## Texto del documento
· · · ·
Durante mucho tiempo se creyó que la pluralidad política y la alternancia en los puestos de elección popular —especialmente en la Presidencia de la República— conducirían casi de manera automática a la construcción de gobiernos más democráticos, más abiertos y más eficaces. No era una creencia ingenua, sino que estaba fundada en los manuales de ciencia política y en la evidencia empírica comparada: la historia reciente de otros países mostraba, en efecto, una fuerte correlación entre mayor pluralidad política y mejores gobiernos. Pero las correlaciones simples no siempre
explican las causas más complejas de los grandes procesos sociales, ni mucho menos producen leyes científicas de cumplimiento obligado.

Así que, aunque la política comparada sigue mostrando una innegable correlación virtuosa entre pluralidad partidaria y calidad de gobierno en casi todo el resto del mundo, en México todavía no hemos disfrutado los buenos efectos de esa prometedora ecuación. Por el contrario, la percepción cada vez más extendida entre nosotros es que la pluralidad ha sido sinónimo de conflictos inútiles, de bloqueo sistemático entre poderes y de ineficacia gubernativa; también se ha expandido la idea de que los partidos que encarnan esa pluralidad son organizaciones oscuras, costosas e ineficientes y que, más que pesos y contrapesos y mejores resultados en la gestión pública, han producido gobiernos corruptos, impunidad y una creciente desafección de los ciudadanos hacia la democracia.

En algún momento de finales del siglo XX apostamos en exceso por las virtudes de la pluralidad partidaria gestada en las urnas, hasta el punto de creer que todos los demás cambios vendrían como consecuencia automática de los votos. Siempre he creído que —con toda su importancia y su dimensión histórica— sobrevaloramos los efectos de la transición democrática sobre el régimen de gobierno. Creímos que una vez instalada la pluralidad partidaria, el resto de las mudanzas caerían por su peso, como fruta madura, y dejamos a las leyes del fatalismo histórico la muy ardua tarea de modificar la forma de gobernar. Y, claro, eso no sucedió. De modo que hoy elegimos democráticamente gobiernos que siguen actuando —aun con gradaciones y matices distintos— de conformidad con los más viejos patrones autoritarios.
· · · ·
## Ejercicio
Devuelva de manera literal el fragmento del texto sobre la pluralidad política que comienza en "En algún momento" y termina en "viejos patrones autoritarios.".

(Entradas guardadas)
· · · ·
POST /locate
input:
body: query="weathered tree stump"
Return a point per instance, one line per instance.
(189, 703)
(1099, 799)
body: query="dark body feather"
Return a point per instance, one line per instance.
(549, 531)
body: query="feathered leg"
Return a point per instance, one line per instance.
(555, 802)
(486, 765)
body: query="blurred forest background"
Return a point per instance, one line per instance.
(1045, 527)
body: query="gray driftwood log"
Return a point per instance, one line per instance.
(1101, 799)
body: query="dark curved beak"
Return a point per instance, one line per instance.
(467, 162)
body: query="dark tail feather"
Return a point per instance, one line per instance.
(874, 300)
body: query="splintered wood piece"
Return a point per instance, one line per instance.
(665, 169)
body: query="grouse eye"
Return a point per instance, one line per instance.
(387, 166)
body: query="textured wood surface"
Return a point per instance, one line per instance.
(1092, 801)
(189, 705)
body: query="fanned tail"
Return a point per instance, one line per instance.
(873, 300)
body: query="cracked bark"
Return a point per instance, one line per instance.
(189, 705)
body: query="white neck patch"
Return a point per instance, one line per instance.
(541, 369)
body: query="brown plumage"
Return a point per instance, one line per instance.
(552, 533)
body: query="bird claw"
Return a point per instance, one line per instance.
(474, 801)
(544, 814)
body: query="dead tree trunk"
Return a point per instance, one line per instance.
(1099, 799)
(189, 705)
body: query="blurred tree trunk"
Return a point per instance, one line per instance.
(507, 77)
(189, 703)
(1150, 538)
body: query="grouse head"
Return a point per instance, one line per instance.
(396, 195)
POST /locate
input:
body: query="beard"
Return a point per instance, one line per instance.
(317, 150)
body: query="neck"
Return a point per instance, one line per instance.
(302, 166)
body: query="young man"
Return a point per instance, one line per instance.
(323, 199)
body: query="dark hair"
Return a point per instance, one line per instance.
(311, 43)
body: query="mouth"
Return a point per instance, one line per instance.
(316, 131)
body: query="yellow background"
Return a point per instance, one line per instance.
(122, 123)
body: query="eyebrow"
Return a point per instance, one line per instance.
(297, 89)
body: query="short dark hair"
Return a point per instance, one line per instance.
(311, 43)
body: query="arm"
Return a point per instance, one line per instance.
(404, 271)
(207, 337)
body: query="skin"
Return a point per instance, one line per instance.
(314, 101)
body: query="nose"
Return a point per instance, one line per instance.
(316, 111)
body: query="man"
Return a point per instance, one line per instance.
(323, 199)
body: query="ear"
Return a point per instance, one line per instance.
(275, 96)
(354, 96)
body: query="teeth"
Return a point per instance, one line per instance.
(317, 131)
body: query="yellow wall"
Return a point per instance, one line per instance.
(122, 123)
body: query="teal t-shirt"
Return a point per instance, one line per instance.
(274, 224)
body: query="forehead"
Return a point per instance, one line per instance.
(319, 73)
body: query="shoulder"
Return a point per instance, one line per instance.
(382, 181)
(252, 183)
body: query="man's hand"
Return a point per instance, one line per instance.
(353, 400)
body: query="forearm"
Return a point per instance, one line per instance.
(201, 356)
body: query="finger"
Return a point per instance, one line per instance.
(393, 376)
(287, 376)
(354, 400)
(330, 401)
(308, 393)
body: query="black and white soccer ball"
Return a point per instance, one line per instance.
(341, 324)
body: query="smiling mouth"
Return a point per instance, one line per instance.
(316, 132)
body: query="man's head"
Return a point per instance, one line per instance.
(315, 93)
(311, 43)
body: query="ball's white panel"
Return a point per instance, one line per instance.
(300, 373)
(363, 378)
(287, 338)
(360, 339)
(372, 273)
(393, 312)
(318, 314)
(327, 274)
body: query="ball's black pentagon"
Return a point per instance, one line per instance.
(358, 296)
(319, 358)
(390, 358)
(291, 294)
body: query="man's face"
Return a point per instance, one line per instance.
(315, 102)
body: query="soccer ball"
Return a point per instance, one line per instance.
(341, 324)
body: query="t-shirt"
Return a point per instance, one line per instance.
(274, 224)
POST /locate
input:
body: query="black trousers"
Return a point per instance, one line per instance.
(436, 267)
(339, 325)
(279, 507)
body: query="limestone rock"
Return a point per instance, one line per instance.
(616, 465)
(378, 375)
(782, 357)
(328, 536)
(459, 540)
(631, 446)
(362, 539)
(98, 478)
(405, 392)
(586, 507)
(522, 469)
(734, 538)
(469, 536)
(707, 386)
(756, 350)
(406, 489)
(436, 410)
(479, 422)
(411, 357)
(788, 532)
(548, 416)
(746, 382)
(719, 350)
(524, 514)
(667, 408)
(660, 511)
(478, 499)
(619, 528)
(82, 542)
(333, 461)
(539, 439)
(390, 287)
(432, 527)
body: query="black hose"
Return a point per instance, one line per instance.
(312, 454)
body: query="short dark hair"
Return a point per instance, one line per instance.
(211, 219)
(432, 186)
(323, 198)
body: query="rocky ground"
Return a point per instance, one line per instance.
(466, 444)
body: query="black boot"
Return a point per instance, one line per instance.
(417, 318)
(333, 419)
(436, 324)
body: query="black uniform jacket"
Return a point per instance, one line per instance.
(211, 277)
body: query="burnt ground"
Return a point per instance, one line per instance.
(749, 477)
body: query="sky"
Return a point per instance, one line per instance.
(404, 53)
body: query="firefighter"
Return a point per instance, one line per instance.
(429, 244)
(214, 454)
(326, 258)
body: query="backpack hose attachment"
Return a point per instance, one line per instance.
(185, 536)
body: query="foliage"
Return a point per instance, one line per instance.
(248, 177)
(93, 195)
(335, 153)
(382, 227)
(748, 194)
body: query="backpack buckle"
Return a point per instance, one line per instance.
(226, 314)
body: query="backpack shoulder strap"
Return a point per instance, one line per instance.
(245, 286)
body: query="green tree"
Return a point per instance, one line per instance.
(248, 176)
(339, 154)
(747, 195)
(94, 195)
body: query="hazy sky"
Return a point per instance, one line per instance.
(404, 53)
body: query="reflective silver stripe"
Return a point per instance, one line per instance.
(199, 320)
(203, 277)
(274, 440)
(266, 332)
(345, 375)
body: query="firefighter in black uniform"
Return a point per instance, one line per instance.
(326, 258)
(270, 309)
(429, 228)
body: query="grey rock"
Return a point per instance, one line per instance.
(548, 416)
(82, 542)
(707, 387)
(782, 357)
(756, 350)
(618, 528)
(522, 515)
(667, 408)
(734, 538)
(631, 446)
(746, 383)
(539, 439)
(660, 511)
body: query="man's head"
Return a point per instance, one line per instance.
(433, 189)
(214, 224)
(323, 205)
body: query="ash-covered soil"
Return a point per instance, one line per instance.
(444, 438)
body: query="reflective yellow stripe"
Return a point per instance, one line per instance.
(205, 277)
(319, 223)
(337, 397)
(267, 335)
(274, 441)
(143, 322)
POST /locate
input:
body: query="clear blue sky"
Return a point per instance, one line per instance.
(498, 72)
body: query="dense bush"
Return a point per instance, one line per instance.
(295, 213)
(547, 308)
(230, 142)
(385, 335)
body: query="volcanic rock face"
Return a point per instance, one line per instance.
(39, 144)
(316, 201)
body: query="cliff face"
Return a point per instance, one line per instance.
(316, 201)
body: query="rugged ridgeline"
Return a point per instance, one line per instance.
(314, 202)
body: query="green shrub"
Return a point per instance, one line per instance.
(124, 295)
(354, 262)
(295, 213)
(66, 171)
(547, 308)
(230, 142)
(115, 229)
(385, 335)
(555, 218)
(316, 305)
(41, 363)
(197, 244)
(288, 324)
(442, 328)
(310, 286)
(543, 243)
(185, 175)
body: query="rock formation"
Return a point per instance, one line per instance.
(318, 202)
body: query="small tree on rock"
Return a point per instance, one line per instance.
· · · ·
## Respuesta al ejercicio
En algún momento de finales del siglo XX apostamos en exceso por las virtudes de la pluralidad partidaria gestada en las urnas, hasta el punto de creer que todos los demás cambios vendrían como consecuencia automática de los votos. Siempre he creído que —con toda su importancia y su dimensión histórica— sobrevaloramos los efectos de la transición democrática sobre el régimen de gobierno. Creímos que una vez instalada la pluralidad partidaria, el resto de las mudanzas caerían por su peso, como fruta madura, y dejamos a las leyes del fatalismo histórico la muy ardua tarea de modificar la forma de gobernar. Y, claro, eso no sucedió. De modo que hoy elegimos democráticamente gobiernos que siguen actuando —aun con gradaciones y matices distintos— de conformidad con los más viejos patrones autoritarios.